● **TASK DETAILS**: Please state how many lines below include the word "point"; the reply should be the number only.

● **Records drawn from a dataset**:
----------
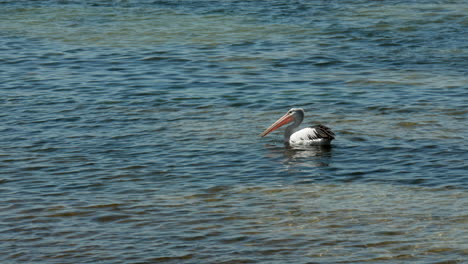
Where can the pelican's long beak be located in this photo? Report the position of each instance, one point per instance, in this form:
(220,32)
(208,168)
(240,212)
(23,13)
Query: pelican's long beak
(286,119)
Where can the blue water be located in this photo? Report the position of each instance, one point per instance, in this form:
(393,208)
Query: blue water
(129,131)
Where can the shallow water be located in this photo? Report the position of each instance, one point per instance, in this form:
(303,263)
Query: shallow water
(129,132)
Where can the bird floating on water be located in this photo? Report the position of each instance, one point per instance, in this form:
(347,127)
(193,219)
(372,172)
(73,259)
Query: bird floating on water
(319,135)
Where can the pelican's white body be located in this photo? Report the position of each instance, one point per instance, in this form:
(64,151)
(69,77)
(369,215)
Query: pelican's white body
(310,136)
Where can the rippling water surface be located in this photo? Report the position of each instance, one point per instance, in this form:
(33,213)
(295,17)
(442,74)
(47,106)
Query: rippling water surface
(129,131)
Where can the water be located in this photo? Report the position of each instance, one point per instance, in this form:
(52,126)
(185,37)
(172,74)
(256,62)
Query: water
(129,131)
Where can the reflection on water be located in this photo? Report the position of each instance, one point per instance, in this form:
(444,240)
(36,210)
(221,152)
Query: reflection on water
(312,156)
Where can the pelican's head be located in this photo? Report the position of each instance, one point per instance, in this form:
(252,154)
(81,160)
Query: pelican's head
(293,115)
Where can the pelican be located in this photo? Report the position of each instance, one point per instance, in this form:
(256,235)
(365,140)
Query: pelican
----------
● **OUTPUT OF THE EXERCISE**: 10